**Tarefas**
A. Indica se cada afirmação está de acordo com o texto sobre São Paulo. Responde sim ou não e cita as palavras do texto que o decidem.
(i) A viagem descrita foi a décima visita a São Paulo.
(ii) Helena Rizzo recebeu a primeira estrela Michelin em 2014.
(iii) Pedro Paulo Diniz é o maior produtor de ovos biológicos da América do Sul.
B. Responde a estas perguntas com base no texto sobre São Paulo.
(i) Quantos dias durou a viagem a São Paulo?
(ii) Que revista elegeu Helena Rizzo melhor chef mulher?
(iii) Com quem se junta Helena Rizzo na Fazenda da Toca?
C. Prolonga o texto sobre São Paulo a partir da última frase.

**Texto para ler**
═══
O que une uma chef brilhante, um ex-piloto de F1 e uma atriz brasileira famosa?
São Paulo é uma cidade brilhante. Para comer e para beber. O serviço é geralmente perfeito e profissional, do boteco mais simples ao restaurante mais granfino do pedaço. Foi a minha décima visita e, desta vez, fiz um voo rasante de quatro dias apenas com intuitos gastronómicos. Não podia ter começado melhor.
Primeira impressão positiva: o mal de uns é o bem dos outros e, ao contrário do que acontecia no passado, o Brasil está barato para nós — real (mente).
O primeiro ataque foi a Helena Rizzo, uma pessoa com passado. Ex-modelo, eleita melhor chef mulher pela revista Restaurant em 2014, primeira estrela Michelin em 2015, é presença constante nos 50 melhores restaurantes da América do Sul, de acordo com o ranking do The World’s 50 Best Restaurants. Orgânico, biológico e sustentável é a onda. É nesta veste, aliás, que aparece a Fazenda da Toca, onde se junta ao sócio Pedro Paulo Diniz. Parece uma contradição, mas depois de terminar a sua carreira na F1, Pedro Paulo Diniz tem feito um notável trabalho em nome da sustentabilidade orgânica, regeneração agrícola e projetos de sustentabilidade social, como o Capitalismo Consciente. Já agora, ele é também o maior produtor de ovos biológicos da América do Sul.
O Mani, outro dos restaurantes do portfólio de Rizzo, é relaxado, tem boa energia e era um dos locais que mais desejava conhecer na cidade. Consegui. E então como é que é? É do caraças!
═══
**Excerto do material**
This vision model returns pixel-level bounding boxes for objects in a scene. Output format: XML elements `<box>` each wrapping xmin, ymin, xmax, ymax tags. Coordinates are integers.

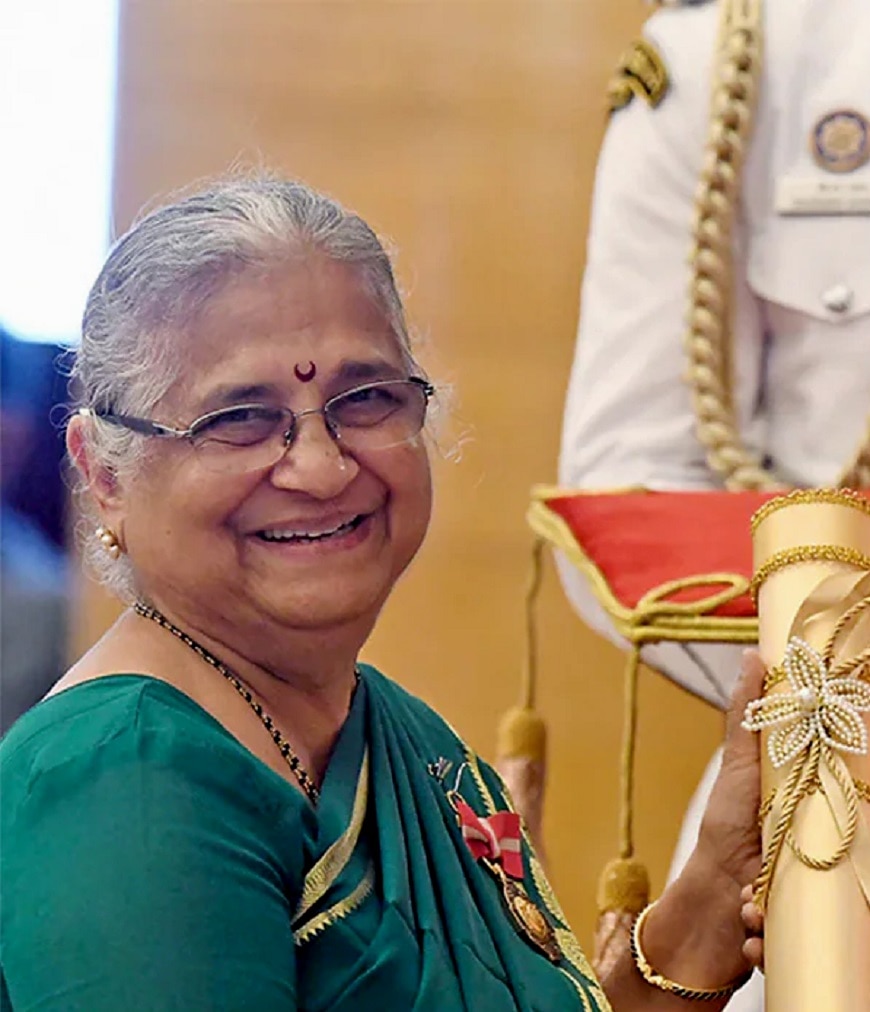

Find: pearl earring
<box><xmin>97</xmin><ymin>527</ymin><xmax>121</xmax><ymax>559</ymax></box>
═══
**Respostas por tarefa**
A.
(i) Sim: "Foi a minha décima visita"
(ii) Não: "primeira estrela Michelin em 2015"
(iii) Sim: "ele é também o maior produtor de ovos biológicos da América do Sul"

B.
(i) Quatro dias.
(ii) A revista Restaurant.
(iii) Com o sócio Pedro Paulo Diniz.

C.
O Mani vale pela genialidade do pormenor. Jogo de provocação e sabor. Do amargo ao doce, do fumado ao cítrico e do ácido ao salgado, tudo no mesmo prato. Há sempre uma discreta ervinha que exalta os sabores, que alegra a alma e espevita os sentidos. Isto é alta cozinha, mesmo que discreta.
Começo por beliscar o bombom de queijo de cabra com cupuaçu torradas (fruto da amazónia da família do cacaueiro) e o bombom de foie gras com goiaba e Vinho do Porto. Crocante, macio, expressivo na boca.
Segue-se o nhoque de mandioquinha e araruta, com dashi de tucupi. A estrela da noite: derretia na boca e, de repente, sentíamos o salgado do dashi. Na novela “O Clone” (quando era mais novo, adorava uma boa novela) a actriz Mara Manzan dizia: “Cada mergulho é um flash”. Tal e qual neste prato.
O ceviche de caju com raspinhas de cajuína é um misto de um granizado cítrico e fresco, com o crocante do caju e o ceviche propriamente dito. Original e guloso.
O lámen (o mesmo que ramen) de lula com dashi de presunto, alho negro e ervilha-torta, por sua vez, mostra-se mais fechado e menos dialogante, com os amargos e os salgados do dashi. Dava que pensar, mas feita a introspecção, a conclusão é que só uma cabeça tecnicamente bem preparada e brilhante conseguiria imaginar este resultado.
Saravá para o polvo na brasa que parece manteiga na textura. E para o arroz de chouriço caramelizado, tostado e forte no tempero. Amei!
Para quem gosta de vegan, os ravioli (abertos?) com brandade de pupunha (fruto amarelo de uma palmeira existente, especialmente, no Pará e Amazonas), gema, cogumelos, confit de tomate e rúcula, são uma deliciosa opção.
Rita Lee cantava em “Lá vou eu”: “… Na cidade de São Paulo, o amor é imprevisível como você, e eu, e o céu…”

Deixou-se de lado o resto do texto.